- _WORK TO COMPLETE_
Search the records below for "wooden" and copy every line it turns up in.

- _RECORDS TO USE_
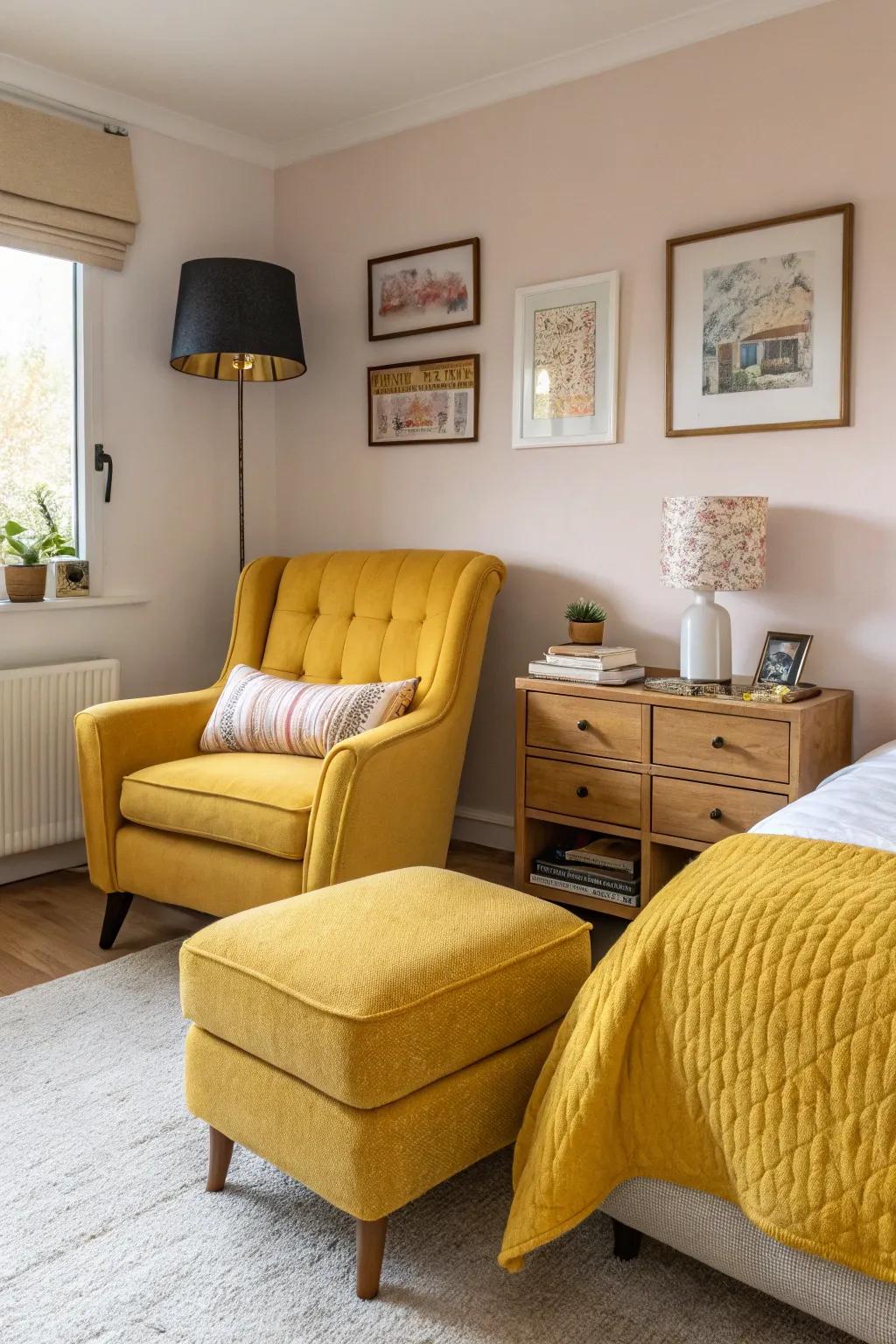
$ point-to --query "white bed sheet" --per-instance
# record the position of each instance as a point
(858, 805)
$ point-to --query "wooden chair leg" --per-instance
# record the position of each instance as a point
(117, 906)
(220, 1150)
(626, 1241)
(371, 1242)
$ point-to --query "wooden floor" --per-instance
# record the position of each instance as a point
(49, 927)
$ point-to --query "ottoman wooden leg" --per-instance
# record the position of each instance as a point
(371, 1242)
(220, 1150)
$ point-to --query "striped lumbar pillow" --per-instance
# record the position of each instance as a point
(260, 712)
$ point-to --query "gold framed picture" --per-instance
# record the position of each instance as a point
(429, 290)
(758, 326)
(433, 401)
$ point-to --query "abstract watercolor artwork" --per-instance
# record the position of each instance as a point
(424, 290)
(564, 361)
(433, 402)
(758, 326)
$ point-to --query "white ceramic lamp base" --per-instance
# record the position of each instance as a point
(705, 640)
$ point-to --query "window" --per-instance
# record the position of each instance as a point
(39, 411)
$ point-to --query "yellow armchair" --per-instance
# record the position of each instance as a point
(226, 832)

- _FINAL ANSWER_
$ point-to --query "wooden chair leg" --per-instance
$ point-to --query "wooden floor" --per-instance
$ point-to --query "ottoman wooden leg" --per-instance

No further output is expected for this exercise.